After World War I, he attended the École supérieure de guerre and joined the Aviation Staff, in 1928. From December to August 1939, he served as chief of the Third Bureau of the Air Force Staff, and just before the war began, he was promoted to brigadier general.

After the Armistice of 22 June 1940, in which he was part of the French delegation, he was appointed secretary of state for aviation by Marshal Pétain on 6 September 1940, replacing General Bertrand Pujo. He held this position until Pierre Laval's return on 18 April 1942, when he was succeeded by General Jean-François Jannekeyn. Bergeret was then appointed inspector of territorial air defense.

On 9 May 1941, the Commissariat-General for Jewish Affairs submitted a proposal to the Vichy government for a law revising the Statute on Jews of October 1940. Only one ministry, the Secretariat of State for Aviation (SEA), insisted on stricter provisions. On 17 January 1941, it informed the vice president of the council that, unlike other administrations, it had refused to assign alternative positions to Jews removed from their posts. The SEA collaborated with the Reich's Ministry of Aviation, led by Generals Ernst Udet and Erhard Milch, and the German Military Command in France (MBF), which supervised the French aviation industry in occupied zones, expanding its anti-Jewish actions during the German-Soviet conflict in June 1941. Bergeret aggressively targeted Jewish industrialists, including Marcel Bloch and Paul-Louis Weiller.

* What this task involves: Carry on the passage about Bergeret's military and Vichy career from the point where it stops. These entries were drawn from a source separate from the text above.

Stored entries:
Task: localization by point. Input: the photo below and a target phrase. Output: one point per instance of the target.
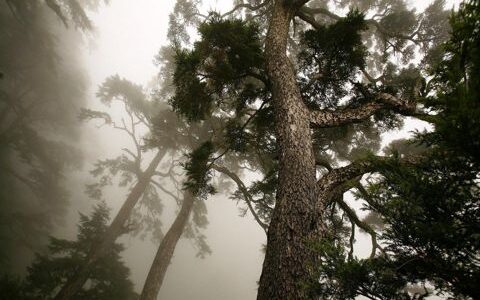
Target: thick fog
(125, 39)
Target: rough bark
(165, 250)
(296, 219)
(75, 283)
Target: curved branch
(245, 5)
(243, 189)
(352, 215)
(340, 176)
(327, 118)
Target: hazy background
(128, 35)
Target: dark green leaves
(331, 57)
(198, 171)
(216, 69)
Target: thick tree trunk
(75, 283)
(165, 250)
(296, 219)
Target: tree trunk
(296, 220)
(165, 250)
(75, 283)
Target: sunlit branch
(307, 14)
(158, 185)
(244, 190)
(340, 176)
(352, 215)
(327, 118)
(247, 6)
(352, 240)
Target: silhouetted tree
(304, 105)
(42, 88)
(108, 279)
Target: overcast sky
(129, 33)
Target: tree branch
(245, 5)
(327, 118)
(243, 189)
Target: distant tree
(301, 94)
(108, 279)
(42, 88)
(141, 211)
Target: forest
(240, 149)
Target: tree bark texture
(75, 283)
(165, 250)
(297, 218)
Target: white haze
(128, 35)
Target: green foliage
(198, 172)
(109, 279)
(217, 67)
(343, 278)
(431, 210)
(334, 53)
(41, 91)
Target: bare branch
(243, 189)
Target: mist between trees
(278, 105)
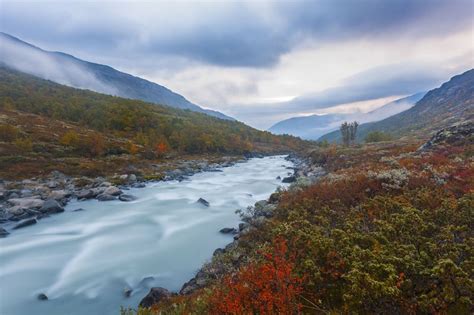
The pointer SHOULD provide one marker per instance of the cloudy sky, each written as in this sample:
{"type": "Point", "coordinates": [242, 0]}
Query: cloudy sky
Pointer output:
{"type": "Point", "coordinates": [262, 61]}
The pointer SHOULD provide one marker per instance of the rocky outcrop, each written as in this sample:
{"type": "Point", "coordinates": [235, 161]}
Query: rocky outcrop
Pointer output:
{"type": "Point", "coordinates": [203, 202]}
{"type": "Point", "coordinates": [455, 135]}
{"type": "Point", "coordinates": [155, 296]}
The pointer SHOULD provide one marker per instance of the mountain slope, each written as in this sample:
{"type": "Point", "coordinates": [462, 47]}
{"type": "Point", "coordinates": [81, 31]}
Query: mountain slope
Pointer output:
{"type": "Point", "coordinates": [312, 127]}
{"type": "Point", "coordinates": [451, 103]}
{"type": "Point", "coordinates": [69, 70]}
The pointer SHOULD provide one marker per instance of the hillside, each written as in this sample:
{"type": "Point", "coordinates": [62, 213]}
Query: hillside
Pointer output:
{"type": "Point", "coordinates": [69, 70]}
{"type": "Point", "coordinates": [452, 102]}
{"type": "Point", "coordinates": [45, 125]}
{"type": "Point", "coordinates": [314, 126]}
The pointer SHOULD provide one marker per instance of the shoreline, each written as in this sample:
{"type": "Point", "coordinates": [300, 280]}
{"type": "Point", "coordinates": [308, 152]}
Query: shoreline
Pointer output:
{"type": "Point", "coordinates": [25, 202]}
{"type": "Point", "coordinates": [304, 173]}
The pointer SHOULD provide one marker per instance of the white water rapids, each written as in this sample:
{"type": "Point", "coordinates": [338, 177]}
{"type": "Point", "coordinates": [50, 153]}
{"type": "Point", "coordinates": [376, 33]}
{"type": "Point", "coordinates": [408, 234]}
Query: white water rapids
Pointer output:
{"type": "Point", "coordinates": [83, 260]}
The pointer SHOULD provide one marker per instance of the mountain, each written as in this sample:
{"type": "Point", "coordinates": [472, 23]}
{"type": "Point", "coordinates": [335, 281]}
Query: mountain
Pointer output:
{"type": "Point", "coordinates": [314, 126]}
{"type": "Point", "coordinates": [69, 70]}
{"type": "Point", "coordinates": [451, 103]}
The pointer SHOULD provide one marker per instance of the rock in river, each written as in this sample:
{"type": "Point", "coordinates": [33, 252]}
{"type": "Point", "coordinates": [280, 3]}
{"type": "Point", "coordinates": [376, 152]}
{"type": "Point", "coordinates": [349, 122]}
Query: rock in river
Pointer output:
{"type": "Point", "coordinates": [154, 296]}
{"type": "Point", "coordinates": [203, 202]}
{"type": "Point", "coordinates": [51, 206]}
{"type": "Point", "coordinates": [228, 230]}
{"type": "Point", "coordinates": [3, 232]}
{"type": "Point", "coordinates": [289, 179]}
{"type": "Point", "coordinates": [42, 297]}
{"type": "Point", "coordinates": [25, 223]}
{"type": "Point", "coordinates": [125, 197]}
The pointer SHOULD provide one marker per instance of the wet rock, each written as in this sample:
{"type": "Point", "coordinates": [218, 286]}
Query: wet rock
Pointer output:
{"type": "Point", "coordinates": [204, 202]}
{"type": "Point", "coordinates": [127, 291]}
{"type": "Point", "coordinates": [51, 206]}
{"type": "Point", "coordinates": [42, 297]}
{"type": "Point", "coordinates": [85, 194]}
{"type": "Point", "coordinates": [25, 193]}
{"type": "Point", "coordinates": [289, 179]}
{"type": "Point", "coordinates": [27, 203]}
{"type": "Point", "coordinates": [58, 194]}
{"type": "Point", "coordinates": [106, 197]}
{"type": "Point", "coordinates": [3, 232]}
{"type": "Point", "coordinates": [16, 210]}
{"type": "Point", "coordinates": [25, 223]}
{"type": "Point", "coordinates": [112, 190]}
{"type": "Point", "coordinates": [228, 231]}
{"type": "Point", "coordinates": [218, 251]}
{"type": "Point", "coordinates": [125, 197]}
{"type": "Point", "coordinates": [155, 296]}
{"type": "Point", "coordinates": [243, 226]}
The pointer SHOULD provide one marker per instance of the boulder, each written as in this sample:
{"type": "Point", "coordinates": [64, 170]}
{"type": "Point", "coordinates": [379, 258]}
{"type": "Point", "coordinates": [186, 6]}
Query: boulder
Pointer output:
{"type": "Point", "coordinates": [58, 194]}
{"type": "Point", "coordinates": [42, 297]}
{"type": "Point", "coordinates": [51, 206]}
{"type": "Point", "coordinates": [112, 190]}
{"type": "Point", "coordinates": [204, 202]}
{"type": "Point", "coordinates": [3, 232]}
{"type": "Point", "coordinates": [16, 210]}
{"type": "Point", "coordinates": [125, 197]}
{"type": "Point", "coordinates": [106, 197]}
{"type": "Point", "coordinates": [127, 291]}
{"type": "Point", "coordinates": [25, 223]}
{"type": "Point", "coordinates": [155, 296]}
{"type": "Point", "coordinates": [228, 231]}
{"type": "Point", "coordinates": [289, 179]}
{"type": "Point", "coordinates": [85, 194]}
{"type": "Point", "coordinates": [27, 203]}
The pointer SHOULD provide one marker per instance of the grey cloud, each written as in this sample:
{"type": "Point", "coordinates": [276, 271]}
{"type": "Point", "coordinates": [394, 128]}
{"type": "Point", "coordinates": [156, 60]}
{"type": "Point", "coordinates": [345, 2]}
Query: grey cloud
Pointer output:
{"type": "Point", "coordinates": [233, 34]}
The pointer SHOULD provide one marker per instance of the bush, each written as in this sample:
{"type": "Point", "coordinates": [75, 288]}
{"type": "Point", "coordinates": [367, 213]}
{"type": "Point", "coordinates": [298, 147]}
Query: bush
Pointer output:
{"type": "Point", "coordinates": [377, 136]}
{"type": "Point", "coordinates": [8, 133]}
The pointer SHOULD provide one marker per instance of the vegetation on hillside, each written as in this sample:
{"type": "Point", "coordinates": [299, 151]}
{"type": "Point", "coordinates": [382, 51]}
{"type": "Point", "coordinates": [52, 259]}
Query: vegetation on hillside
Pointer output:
{"type": "Point", "coordinates": [388, 231]}
{"type": "Point", "coordinates": [42, 120]}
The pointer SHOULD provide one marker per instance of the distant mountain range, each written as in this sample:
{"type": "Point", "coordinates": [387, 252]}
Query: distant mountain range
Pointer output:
{"type": "Point", "coordinates": [69, 70]}
{"type": "Point", "coordinates": [451, 103]}
{"type": "Point", "coordinates": [314, 126]}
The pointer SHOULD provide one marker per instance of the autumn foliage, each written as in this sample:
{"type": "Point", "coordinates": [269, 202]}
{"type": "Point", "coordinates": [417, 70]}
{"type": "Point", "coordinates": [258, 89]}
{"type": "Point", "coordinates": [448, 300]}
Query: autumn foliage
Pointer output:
{"type": "Point", "coordinates": [268, 287]}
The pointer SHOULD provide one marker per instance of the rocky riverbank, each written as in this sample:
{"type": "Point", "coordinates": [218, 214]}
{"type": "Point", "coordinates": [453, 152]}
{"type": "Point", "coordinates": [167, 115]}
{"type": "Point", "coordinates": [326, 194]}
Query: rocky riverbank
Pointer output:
{"type": "Point", "coordinates": [23, 203]}
{"type": "Point", "coordinates": [227, 259]}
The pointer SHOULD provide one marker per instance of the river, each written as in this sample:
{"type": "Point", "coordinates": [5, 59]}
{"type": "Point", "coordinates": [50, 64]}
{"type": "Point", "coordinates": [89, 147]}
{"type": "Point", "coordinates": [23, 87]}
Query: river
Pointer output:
{"type": "Point", "coordinates": [83, 260]}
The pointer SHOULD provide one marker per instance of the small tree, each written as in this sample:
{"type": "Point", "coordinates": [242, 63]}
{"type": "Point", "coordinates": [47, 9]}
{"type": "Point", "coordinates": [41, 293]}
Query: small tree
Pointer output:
{"type": "Point", "coordinates": [349, 132]}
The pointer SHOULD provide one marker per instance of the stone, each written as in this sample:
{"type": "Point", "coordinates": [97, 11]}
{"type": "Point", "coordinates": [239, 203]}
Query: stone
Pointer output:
{"type": "Point", "coordinates": [25, 223]}
{"type": "Point", "coordinates": [127, 291]}
{"type": "Point", "coordinates": [26, 202]}
{"type": "Point", "coordinates": [289, 179]}
{"type": "Point", "coordinates": [112, 190]}
{"type": "Point", "coordinates": [51, 206]}
{"type": "Point", "coordinates": [105, 197]}
{"type": "Point", "coordinates": [58, 194]}
{"type": "Point", "coordinates": [42, 297]}
{"type": "Point", "coordinates": [155, 296]}
{"type": "Point", "coordinates": [85, 194]}
{"type": "Point", "coordinates": [204, 202]}
{"type": "Point", "coordinates": [16, 210]}
{"type": "Point", "coordinates": [243, 226]}
{"type": "Point", "coordinates": [228, 231]}
{"type": "Point", "coordinates": [3, 232]}
{"type": "Point", "coordinates": [125, 197]}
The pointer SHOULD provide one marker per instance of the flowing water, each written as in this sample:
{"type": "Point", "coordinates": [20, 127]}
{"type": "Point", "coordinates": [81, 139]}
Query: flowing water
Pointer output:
{"type": "Point", "coordinates": [83, 260]}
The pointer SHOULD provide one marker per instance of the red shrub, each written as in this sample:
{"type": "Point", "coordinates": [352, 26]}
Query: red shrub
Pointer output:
{"type": "Point", "coordinates": [266, 288]}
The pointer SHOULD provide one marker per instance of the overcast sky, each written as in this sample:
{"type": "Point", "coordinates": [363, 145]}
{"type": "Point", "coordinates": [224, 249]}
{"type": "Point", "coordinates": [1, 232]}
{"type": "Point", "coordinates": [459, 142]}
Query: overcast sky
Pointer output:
{"type": "Point", "coordinates": [262, 61]}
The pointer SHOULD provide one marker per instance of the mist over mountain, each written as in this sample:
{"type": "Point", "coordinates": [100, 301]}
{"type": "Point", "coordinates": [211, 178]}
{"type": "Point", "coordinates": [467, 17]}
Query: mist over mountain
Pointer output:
{"type": "Point", "coordinates": [314, 126]}
{"type": "Point", "coordinates": [451, 103]}
{"type": "Point", "coordinates": [69, 70]}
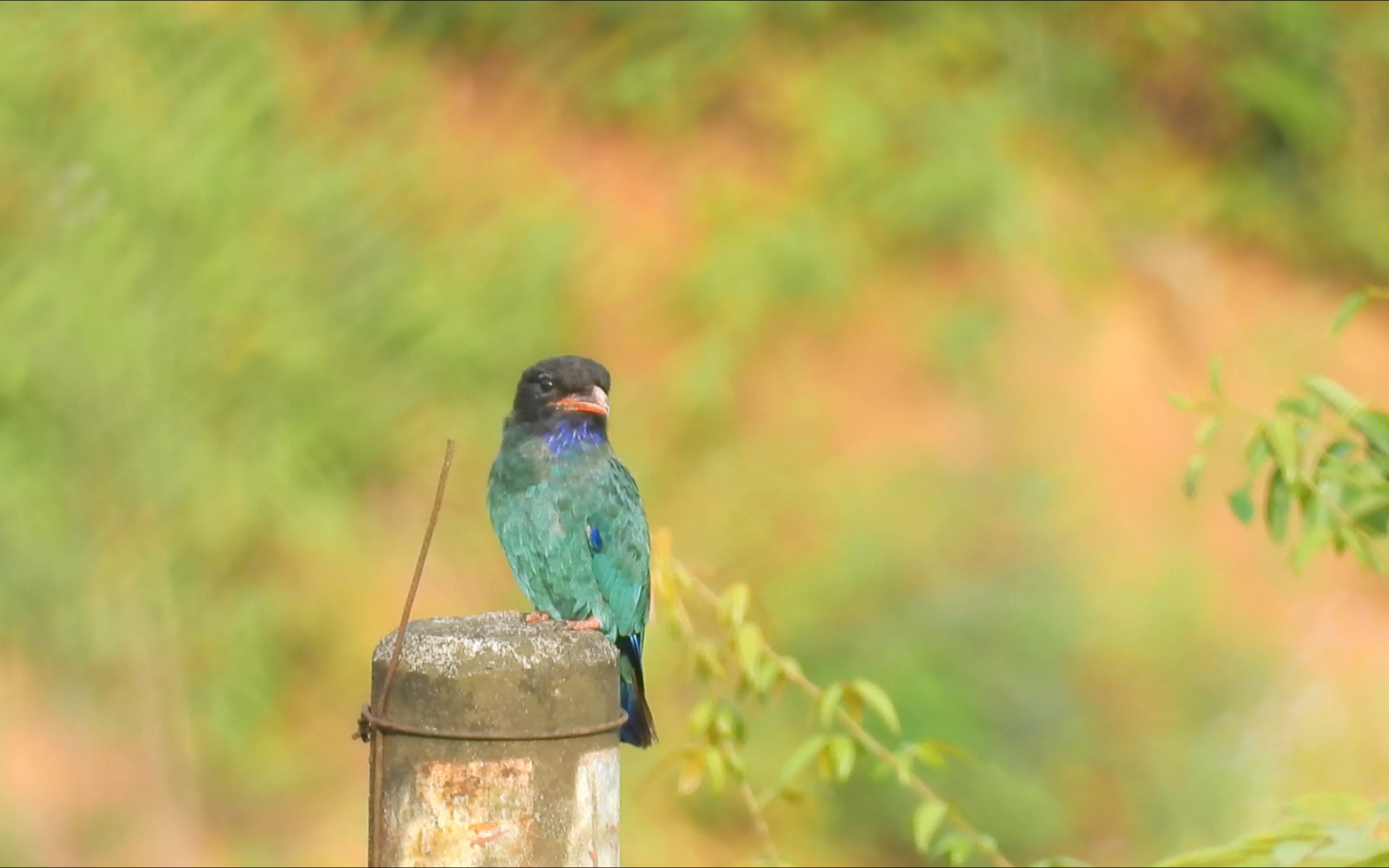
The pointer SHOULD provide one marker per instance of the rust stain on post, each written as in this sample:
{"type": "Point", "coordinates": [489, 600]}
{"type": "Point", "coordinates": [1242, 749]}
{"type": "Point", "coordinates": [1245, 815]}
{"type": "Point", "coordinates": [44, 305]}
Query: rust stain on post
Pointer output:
{"type": "Point", "coordinates": [471, 814]}
{"type": "Point", "coordinates": [499, 801]}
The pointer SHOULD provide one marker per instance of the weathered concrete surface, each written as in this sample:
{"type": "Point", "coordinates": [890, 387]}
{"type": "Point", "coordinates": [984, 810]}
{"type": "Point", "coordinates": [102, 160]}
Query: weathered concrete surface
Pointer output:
{"type": "Point", "coordinates": [499, 803]}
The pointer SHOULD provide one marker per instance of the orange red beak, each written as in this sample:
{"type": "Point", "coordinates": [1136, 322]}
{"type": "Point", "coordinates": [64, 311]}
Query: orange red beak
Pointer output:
{"type": "Point", "coordinates": [593, 402]}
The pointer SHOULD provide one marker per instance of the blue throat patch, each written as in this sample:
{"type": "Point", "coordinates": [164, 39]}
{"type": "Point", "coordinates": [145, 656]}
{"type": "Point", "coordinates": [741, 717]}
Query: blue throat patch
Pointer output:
{"type": "Point", "coordinates": [580, 434]}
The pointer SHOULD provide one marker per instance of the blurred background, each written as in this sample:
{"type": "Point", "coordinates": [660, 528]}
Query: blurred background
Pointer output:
{"type": "Point", "coordinates": [892, 295]}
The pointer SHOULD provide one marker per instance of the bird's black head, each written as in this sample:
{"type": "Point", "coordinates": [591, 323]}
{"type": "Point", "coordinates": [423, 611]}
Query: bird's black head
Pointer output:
{"type": "Point", "coordinates": [563, 387]}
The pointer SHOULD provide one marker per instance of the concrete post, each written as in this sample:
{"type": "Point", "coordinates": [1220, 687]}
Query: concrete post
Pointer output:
{"type": "Point", "coordinates": [518, 795]}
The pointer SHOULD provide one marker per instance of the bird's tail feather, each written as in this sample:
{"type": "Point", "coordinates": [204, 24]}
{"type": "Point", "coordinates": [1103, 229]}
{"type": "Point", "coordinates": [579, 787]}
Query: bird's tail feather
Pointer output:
{"type": "Point", "coordinates": [639, 728]}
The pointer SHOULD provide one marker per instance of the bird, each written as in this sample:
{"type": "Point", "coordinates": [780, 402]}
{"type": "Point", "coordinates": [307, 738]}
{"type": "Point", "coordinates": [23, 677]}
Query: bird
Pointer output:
{"type": "Point", "coordinates": [572, 522]}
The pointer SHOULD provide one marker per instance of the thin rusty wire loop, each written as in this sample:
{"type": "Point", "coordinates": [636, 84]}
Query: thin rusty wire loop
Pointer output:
{"type": "Point", "coordinates": [368, 721]}
{"type": "Point", "coordinates": [378, 724]}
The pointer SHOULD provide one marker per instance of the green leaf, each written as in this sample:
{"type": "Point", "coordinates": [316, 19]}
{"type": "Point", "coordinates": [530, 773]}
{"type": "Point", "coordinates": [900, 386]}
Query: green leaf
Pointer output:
{"type": "Point", "coordinates": [801, 757]}
{"type": "Point", "coordinates": [1278, 506]}
{"type": "Point", "coordinates": [1242, 505]}
{"type": "Point", "coordinates": [700, 719]}
{"type": "Point", "coordinates": [877, 699]}
{"type": "Point", "coordinates": [1206, 429]}
{"type": "Point", "coordinates": [728, 724]}
{"type": "Point", "coordinates": [715, 768]}
{"type": "Point", "coordinates": [1349, 309]}
{"type": "Point", "coordinates": [732, 606]}
{"type": "Point", "coordinates": [736, 763]}
{"type": "Point", "coordinates": [955, 846]}
{"type": "Point", "coordinates": [932, 753]}
{"type": "Point", "coordinates": [1334, 393]}
{"type": "Point", "coordinates": [1310, 543]}
{"type": "Point", "coordinates": [828, 703]}
{"type": "Point", "coordinates": [1194, 474]}
{"type": "Point", "coordinates": [1350, 539]}
{"type": "Point", "coordinates": [925, 822]}
{"type": "Point", "coordinates": [748, 646]}
{"type": "Point", "coordinates": [1374, 425]}
{"type": "Point", "coordinates": [1284, 444]}
{"type": "Point", "coordinates": [1207, 858]}
{"type": "Point", "coordinates": [841, 751]}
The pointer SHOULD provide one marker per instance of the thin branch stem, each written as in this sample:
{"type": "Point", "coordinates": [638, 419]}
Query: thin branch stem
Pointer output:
{"type": "Point", "coordinates": [755, 812]}
{"type": "Point", "coordinates": [846, 719]}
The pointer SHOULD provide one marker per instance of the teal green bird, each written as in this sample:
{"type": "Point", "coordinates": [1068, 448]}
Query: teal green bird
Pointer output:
{"type": "Point", "coordinates": [572, 521]}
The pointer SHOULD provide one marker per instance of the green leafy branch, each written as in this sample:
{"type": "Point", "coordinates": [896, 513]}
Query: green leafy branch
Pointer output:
{"type": "Point", "coordinates": [742, 664]}
{"type": "Point", "coordinates": [1322, 452]}
{"type": "Point", "coordinates": [1325, 829]}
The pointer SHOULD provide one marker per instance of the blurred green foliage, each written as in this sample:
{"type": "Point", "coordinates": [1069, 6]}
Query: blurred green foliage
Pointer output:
{"type": "Point", "coordinates": [1322, 453]}
{"type": "Point", "coordinates": [252, 272]}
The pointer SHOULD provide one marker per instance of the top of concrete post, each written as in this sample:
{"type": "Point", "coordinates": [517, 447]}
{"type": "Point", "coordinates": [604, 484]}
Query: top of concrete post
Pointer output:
{"type": "Point", "coordinates": [495, 673]}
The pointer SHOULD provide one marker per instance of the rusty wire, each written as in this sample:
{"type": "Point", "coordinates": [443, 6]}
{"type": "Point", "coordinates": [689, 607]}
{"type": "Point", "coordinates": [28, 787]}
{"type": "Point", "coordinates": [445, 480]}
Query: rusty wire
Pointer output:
{"type": "Point", "coordinates": [378, 724]}
{"type": "Point", "coordinates": [370, 723]}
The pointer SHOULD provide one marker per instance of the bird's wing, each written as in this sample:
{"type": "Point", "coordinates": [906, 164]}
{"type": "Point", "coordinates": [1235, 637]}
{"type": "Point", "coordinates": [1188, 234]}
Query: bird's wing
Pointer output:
{"type": "Point", "coordinates": [623, 549]}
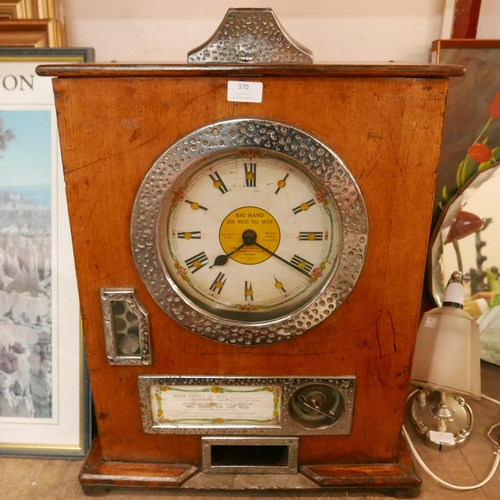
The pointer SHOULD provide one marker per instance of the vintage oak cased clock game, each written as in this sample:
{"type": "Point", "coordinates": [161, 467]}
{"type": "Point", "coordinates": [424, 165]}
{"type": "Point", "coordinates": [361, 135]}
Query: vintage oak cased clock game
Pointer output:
{"type": "Point", "coordinates": [250, 234]}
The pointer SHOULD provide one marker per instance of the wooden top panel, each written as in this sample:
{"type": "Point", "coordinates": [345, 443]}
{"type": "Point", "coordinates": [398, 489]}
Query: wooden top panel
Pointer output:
{"type": "Point", "coordinates": [316, 70]}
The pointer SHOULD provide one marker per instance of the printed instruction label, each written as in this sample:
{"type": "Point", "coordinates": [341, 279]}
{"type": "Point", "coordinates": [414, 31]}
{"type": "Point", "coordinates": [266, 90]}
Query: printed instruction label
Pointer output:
{"type": "Point", "coordinates": [244, 91]}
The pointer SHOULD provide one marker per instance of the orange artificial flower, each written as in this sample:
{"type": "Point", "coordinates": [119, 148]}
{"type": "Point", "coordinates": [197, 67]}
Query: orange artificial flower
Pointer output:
{"type": "Point", "coordinates": [494, 107]}
{"type": "Point", "coordinates": [480, 152]}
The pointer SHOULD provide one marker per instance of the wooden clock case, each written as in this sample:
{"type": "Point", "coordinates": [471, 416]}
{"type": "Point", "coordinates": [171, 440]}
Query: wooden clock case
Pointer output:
{"type": "Point", "coordinates": [385, 122]}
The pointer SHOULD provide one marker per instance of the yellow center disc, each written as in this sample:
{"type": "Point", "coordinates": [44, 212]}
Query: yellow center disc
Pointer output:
{"type": "Point", "coordinates": [261, 222]}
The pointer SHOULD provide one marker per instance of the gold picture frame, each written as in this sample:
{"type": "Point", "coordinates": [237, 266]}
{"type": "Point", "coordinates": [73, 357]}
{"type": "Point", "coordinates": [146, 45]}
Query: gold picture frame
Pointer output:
{"type": "Point", "coordinates": [48, 350]}
{"type": "Point", "coordinates": [32, 23]}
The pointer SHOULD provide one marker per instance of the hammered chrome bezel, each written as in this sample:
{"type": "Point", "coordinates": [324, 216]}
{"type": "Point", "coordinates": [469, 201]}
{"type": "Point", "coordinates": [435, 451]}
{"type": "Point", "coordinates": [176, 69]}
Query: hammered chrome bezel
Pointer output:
{"type": "Point", "coordinates": [241, 133]}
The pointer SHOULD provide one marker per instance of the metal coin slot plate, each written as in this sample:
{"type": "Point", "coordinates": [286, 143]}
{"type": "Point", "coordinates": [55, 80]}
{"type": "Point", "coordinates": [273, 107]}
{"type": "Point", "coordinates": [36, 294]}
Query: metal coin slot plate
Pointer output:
{"type": "Point", "coordinates": [126, 327]}
{"type": "Point", "coordinates": [246, 405]}
{"type": "Point", "coordinates": [250, 455]}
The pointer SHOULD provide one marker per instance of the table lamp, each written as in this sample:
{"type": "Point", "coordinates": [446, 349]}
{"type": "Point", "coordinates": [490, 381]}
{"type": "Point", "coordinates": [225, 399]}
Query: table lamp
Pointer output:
{"type": "Point", "coordinates": [446, 367]}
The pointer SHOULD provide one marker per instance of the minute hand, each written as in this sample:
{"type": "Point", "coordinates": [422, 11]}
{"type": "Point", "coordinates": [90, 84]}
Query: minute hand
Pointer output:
{"type": "Point", "coordinates": [282, 259]}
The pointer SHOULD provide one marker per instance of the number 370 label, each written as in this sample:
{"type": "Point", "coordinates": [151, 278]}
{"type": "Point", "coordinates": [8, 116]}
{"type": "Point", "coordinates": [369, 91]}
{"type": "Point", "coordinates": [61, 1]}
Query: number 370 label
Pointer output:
{"type": "Point", "coordinates": [244, 91]}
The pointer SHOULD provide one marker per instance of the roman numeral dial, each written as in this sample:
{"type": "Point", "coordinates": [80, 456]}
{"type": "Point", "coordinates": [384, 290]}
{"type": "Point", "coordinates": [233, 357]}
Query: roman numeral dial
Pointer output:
{"type": "Point", "coordinates": [303, 207]}
{"type": "Point", "coordinates": [249, 252]}
{"type": "Point", "coordinates": [197, 262]}
{"type": "Point", "coordinates": [250, 174]}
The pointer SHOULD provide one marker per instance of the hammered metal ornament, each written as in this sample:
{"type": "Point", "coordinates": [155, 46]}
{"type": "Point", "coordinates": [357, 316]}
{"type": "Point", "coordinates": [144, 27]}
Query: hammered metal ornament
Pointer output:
{"type": "Point", "coordinates": [250, 36]}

* Response box:
A few days after Operation Torch, during which Allied forces landed in North Africa on 8 November 1942, Bergeret rallied to General Giraud and served as deputy high commissioner for civil and military command in North Africa. The Vichy regime subsequently stripped him of French citizenship.

He received the Order of the Francisque.

At the end of 1943, the French Committee of National Liberation in Algiers initiated legal proceedings against Bergeret. He was arrested on 23 October 1943. Referred to the High Court of Justice for trial, he was provisionally released in September 1945, and a final dismissal of charges was granted on 25 November 1948.

Jean Bergeret had three children with Hélène Disle: Anne-Marie, Jean-Pierre, and Françoise.

== Bibliography ==
- Claude d'Abzac-Epezy, "Le général Bergeret et l'Armée de l'air de Vichy," Revue historique des armées, 192, 3/1993, pp. 32–43;
- Claude d'Abzac-Epezy, "Le secrétariat d’État à l’aviation et la politique d’exclusion des Juifs (1940–1944)," Archives Juives, no. 41/1, 1st semester 2008, pp. 75–90

== Filmography ==
- 1975: Section spéciale, directed by Costa-Gavras; role played by Jean-Marie Robain.